# WRITTEN INSTRUCTION:
Reproduce the following lines without any change.

# SUPPLIED DATA:
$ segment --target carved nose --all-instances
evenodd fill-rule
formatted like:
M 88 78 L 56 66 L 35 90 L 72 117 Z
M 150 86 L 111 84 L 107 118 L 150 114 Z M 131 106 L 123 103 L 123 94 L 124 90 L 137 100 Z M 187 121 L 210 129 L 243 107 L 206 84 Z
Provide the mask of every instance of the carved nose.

# RESULT FOR THIS EXERCISE:
$ segment --target carved nose --all-instances
evenodd fill-rule
formatted like:
M 88 78 L 56 66 L 35 90 L 72 117 Z
M 150 86 L 111 84 L 107 118 L 150 114 Z M 131 106 L 123 103 L 123 94 L 124 90 L 137 100 Z M 187 121 L 210 129 L 243 107 L 206 84 Z
Provide the mask of every instance of the carved nose.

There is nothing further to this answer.